Given problem 1:
Answer these questions about the forum thread on renewing passports from Egypt:
(a) According to the first post, where were UK passport renewals sent to be processed before Durham?
(b) How long did the Cairo embassy take to renew canuck2010's passport?
(c) What does the new Canadian chip passport cost, and how many pages does it have?

Given passage:
# UK Passport Renewal From Egypt



## Cris45 (Nov 11, 2013)

I have been a long time lurker but feel I now need to pass on some information. For several years UK passport renewals have had to be posted out of country to be processed. This used to be to Paris but since July the location has become Durham, England. As posted elsewhere on this forum the passport office previously allowed renewals of passports to be made from Egypt with an embassy endorsed copy of the current passport to accompany the application.

I applied for a renewal of my child’s passport two weeks ago via DHL but before that made the trek to the embassy and all was confirmed about sending the passport copy with embassy stamp. Last Friday I received an email from Durham stating the original passport was required for the application to be processed. The Cairo embassy now tells me this decision was confirmed to them by the Durham office one week ago. After two rounds of emails with Durham protesting the advice I am now about to start an appeal procedure.

This all seems to me frankly ridiculous. We are barely 3 months into a second revolution/ coup with a curfew still in place. The FCO’s own advice for the country is to carry official ID at all times and Cairo is still considered unsafe to travel to.

During the first revolution the Consulate in Alexandria where we live was as much use as the proverbial chocolate tea pot. Effectively they shut up shop and ran away. In view of the present turbulence I am not prepared to send off my child’s passport and if necessary will have to arrange another trip to the UK to get it processed. Similarly I suggest that If anyone needs a passport in the next 9 months they make plans to visit a UK passport office.


----------



## canuck2010 (Jan 13, 2010)

They have similar procedures for the Canadian Embassy, just make a photocopy of your old passport with your visas. The Embassy can always issue an emergency passport if needed.

I actually renewed my passport last year in Cairo, and the Embassy kindly expedited the renewal process in less than two weeks; they wanted to be sure I had the new passport just in case of the need to flee the country.


----------



## bermac (Mar 1, 2011)

canuck2010 said:


> They have similar procedures for the Canadian Embassy, just make a photocopy of your old passport with your visas. The Embassy can always issue an emergency passport if needed. I actually renewed my passport last year in Cairo, and the Embassy kindly expedited the renewal process in less than two weeks; they wanted to be sure I had the new passport just in case of the need to flee the country.


The new Canadian chip passport takes 20 working days and now costs $190 for 36 pages of which the last 4 pages are unusable - they have "not to be used" or something like that written on them. So now it is a complete rip off as the passport is really 32 pages. No 48 page passport available anymore and you still cannot add pages to a Canadian passport. So parochial.


----------



## canuck2010 (Jan 13, 2010)

I was lucky, it just so happened I had my passport renewed about a month or so before the new design came in, so I have a 48 page passport with the old style pages.


----------

(Dataset records)

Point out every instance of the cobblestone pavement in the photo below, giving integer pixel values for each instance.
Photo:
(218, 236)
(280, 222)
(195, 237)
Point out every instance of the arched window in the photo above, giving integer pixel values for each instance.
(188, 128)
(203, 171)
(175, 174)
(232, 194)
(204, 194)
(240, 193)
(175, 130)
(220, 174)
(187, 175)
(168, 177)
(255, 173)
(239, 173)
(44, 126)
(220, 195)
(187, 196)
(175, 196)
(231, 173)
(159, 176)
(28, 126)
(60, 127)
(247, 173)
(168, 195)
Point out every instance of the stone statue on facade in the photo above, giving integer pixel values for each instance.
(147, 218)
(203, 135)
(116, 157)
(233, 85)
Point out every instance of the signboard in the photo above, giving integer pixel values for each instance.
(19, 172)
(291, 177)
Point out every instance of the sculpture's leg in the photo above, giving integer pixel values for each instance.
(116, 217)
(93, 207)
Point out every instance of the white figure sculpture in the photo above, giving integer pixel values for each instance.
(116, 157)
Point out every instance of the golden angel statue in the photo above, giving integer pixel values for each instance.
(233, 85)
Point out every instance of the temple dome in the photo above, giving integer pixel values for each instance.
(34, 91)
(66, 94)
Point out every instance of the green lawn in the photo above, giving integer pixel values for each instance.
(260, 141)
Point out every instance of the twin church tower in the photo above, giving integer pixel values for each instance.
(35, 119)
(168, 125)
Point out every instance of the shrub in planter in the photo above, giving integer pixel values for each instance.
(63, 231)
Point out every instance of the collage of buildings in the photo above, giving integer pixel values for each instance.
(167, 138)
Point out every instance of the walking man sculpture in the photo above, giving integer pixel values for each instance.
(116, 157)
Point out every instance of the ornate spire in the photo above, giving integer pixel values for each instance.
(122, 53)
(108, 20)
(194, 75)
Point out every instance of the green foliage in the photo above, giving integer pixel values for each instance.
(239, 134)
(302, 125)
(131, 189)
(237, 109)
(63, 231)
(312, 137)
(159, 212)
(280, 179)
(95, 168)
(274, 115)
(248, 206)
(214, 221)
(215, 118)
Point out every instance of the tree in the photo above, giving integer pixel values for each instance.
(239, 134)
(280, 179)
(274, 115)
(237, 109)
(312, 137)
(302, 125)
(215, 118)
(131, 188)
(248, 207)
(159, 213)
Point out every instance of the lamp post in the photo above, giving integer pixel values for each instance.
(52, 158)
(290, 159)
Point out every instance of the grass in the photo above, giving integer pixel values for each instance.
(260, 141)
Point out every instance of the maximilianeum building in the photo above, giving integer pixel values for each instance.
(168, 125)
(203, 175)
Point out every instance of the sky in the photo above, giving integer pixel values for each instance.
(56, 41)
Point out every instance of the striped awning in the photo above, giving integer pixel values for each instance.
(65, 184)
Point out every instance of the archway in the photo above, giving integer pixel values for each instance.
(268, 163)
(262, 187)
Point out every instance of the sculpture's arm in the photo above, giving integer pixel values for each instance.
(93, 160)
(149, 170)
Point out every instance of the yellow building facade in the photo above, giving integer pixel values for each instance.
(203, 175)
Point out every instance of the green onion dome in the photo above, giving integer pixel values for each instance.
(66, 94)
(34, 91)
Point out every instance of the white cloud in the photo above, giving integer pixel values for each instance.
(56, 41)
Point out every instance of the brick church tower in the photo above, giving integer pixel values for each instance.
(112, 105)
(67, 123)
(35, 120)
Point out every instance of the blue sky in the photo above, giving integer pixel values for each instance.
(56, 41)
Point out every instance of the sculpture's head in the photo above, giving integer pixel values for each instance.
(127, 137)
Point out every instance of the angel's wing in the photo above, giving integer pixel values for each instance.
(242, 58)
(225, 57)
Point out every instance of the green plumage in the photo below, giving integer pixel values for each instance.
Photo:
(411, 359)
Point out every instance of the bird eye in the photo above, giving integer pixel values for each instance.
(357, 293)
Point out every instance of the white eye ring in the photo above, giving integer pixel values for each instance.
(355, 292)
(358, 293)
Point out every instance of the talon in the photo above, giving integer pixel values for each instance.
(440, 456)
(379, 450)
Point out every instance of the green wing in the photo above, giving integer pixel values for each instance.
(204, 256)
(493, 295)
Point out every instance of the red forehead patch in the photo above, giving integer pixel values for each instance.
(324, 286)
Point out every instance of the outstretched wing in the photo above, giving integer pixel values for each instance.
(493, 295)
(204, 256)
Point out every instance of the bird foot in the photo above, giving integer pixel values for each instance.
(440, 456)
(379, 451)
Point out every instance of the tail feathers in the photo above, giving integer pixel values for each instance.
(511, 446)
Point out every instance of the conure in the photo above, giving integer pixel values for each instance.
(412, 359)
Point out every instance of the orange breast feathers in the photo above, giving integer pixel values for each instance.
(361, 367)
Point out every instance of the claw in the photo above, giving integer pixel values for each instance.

Given problem 2: Show every line of the listing that contains the word "bird".

Task response 1:
(a) Paris
(b) Less than two weeks
(c) $190, for 36 pages

Task response 2:
Point out every instance of the bird eye in the photo above, giving integer pixel values for each instance.
Point out every instance of the bird foot in the photo above, giving integer pixel values for each instance.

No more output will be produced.